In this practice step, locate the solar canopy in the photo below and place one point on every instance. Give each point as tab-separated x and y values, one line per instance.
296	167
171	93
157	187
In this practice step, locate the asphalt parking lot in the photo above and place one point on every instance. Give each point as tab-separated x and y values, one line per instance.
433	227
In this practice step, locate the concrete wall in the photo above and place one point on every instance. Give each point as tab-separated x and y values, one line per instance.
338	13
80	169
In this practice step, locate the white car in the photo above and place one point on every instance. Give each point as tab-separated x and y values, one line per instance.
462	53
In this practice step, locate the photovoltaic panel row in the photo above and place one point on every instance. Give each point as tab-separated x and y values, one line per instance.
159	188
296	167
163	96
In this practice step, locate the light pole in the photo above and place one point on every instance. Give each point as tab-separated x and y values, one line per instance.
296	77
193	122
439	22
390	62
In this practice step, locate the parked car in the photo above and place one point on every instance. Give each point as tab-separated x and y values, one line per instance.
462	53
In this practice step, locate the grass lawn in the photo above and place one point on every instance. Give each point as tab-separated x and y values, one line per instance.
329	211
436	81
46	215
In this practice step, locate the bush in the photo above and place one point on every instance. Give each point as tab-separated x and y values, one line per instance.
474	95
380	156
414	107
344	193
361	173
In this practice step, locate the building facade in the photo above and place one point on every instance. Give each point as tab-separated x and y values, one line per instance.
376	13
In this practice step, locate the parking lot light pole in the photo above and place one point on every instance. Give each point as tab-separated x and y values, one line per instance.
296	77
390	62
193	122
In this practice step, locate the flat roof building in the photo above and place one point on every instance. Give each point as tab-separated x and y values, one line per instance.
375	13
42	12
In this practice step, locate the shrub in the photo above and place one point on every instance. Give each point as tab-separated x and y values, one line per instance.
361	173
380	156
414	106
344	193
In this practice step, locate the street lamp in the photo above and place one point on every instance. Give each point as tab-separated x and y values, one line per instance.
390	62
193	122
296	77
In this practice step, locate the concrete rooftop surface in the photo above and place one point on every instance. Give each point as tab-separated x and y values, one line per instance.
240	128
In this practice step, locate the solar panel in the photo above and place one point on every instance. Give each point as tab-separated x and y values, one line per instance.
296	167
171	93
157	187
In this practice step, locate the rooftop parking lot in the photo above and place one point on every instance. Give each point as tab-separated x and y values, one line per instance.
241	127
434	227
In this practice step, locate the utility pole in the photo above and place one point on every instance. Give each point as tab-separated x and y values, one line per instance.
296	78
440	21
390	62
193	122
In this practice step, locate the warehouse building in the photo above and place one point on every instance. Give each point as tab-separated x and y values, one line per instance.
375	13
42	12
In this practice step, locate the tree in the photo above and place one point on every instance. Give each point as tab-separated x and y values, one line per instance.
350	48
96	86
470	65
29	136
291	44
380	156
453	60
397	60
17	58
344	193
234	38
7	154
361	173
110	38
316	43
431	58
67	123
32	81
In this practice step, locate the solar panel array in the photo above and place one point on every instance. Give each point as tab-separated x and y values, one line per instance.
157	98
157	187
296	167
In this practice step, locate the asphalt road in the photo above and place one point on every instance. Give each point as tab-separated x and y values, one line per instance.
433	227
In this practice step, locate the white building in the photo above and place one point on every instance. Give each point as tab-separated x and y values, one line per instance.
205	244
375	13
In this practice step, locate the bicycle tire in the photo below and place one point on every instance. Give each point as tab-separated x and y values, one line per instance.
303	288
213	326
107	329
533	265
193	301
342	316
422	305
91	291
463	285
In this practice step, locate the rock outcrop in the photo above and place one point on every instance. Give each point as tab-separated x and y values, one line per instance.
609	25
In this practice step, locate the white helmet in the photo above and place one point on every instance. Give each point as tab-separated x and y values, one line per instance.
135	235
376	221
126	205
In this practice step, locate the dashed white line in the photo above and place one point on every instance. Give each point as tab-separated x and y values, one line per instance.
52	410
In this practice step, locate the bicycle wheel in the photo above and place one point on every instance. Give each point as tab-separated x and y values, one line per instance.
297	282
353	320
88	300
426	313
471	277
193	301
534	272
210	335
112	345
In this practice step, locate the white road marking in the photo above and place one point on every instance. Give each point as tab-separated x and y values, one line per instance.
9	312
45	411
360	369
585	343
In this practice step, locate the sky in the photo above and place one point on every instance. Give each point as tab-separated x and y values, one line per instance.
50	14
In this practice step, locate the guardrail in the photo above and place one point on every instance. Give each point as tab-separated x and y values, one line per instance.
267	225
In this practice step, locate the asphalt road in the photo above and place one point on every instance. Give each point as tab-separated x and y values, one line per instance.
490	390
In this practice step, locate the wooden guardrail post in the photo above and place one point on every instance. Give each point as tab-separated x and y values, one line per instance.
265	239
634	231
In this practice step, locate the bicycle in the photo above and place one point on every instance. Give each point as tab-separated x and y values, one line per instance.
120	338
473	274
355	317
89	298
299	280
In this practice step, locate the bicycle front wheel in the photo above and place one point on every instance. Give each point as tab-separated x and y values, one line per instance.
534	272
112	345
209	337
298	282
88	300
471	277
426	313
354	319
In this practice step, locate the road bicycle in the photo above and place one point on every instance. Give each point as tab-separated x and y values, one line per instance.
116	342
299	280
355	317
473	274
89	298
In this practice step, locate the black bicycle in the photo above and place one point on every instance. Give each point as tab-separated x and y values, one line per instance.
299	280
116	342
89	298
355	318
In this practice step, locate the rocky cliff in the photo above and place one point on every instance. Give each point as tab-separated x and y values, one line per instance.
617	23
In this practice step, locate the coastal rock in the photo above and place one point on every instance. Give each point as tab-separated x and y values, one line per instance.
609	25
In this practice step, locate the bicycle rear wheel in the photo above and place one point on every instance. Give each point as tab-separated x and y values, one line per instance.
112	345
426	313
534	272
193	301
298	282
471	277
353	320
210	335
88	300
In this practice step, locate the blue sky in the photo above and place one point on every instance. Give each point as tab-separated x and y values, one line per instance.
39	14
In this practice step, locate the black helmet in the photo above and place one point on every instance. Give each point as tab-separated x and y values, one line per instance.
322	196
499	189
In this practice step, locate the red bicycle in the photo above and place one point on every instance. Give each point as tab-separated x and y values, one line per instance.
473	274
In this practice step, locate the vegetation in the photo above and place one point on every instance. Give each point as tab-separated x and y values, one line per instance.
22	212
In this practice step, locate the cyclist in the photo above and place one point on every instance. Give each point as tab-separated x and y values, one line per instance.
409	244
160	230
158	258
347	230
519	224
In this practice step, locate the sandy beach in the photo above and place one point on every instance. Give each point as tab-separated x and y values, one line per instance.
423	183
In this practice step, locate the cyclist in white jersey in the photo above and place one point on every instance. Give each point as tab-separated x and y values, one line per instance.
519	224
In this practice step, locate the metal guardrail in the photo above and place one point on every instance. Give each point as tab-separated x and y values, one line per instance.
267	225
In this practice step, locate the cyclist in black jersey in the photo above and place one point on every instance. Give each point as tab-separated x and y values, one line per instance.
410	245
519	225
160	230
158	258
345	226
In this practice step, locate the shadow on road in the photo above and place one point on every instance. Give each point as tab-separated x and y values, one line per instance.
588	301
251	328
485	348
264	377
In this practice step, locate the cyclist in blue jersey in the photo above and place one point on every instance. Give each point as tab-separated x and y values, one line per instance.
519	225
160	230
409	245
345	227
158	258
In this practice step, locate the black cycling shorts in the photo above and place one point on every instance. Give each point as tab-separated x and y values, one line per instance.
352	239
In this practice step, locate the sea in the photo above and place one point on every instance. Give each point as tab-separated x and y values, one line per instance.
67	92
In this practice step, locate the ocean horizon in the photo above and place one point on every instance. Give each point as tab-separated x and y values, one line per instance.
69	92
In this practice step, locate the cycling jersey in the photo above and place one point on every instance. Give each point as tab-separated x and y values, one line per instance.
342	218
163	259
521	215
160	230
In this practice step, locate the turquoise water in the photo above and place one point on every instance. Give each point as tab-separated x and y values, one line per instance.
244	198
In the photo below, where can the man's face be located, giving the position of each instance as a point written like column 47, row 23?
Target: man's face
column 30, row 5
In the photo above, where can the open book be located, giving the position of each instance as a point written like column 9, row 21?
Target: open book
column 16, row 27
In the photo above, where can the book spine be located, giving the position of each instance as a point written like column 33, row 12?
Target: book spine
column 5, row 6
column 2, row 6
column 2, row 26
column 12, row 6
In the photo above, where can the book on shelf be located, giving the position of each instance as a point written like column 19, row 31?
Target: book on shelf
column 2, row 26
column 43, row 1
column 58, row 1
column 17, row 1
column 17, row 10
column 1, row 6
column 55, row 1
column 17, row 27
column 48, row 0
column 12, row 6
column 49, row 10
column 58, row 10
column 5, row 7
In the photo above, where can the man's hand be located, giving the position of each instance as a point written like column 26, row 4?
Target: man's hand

____________________

Copy out every line from the one containing "In the photo above, where can the book on" to the end of the material, both ends included.

== RESPONSE TO THE EXERCISE ==
In the photo above, where can the book on shelf be located, giving the position of each instance as a point written like column 19, row 31?
Target: book on shelf
column 2, row 26
column 43, row 1
column 58, row 1
column 17, row 1
column 17, row 10
column 1, row 6
column 55, row 1
column 17, row 27
column 48, row 0
column 12, row 6
column 49, row 10
column 58, row 10
column 5, row 7
In the photo above, where can the man's hand be located, giving the position of each instance as a point written like column 26, row 4?
Target: man's hand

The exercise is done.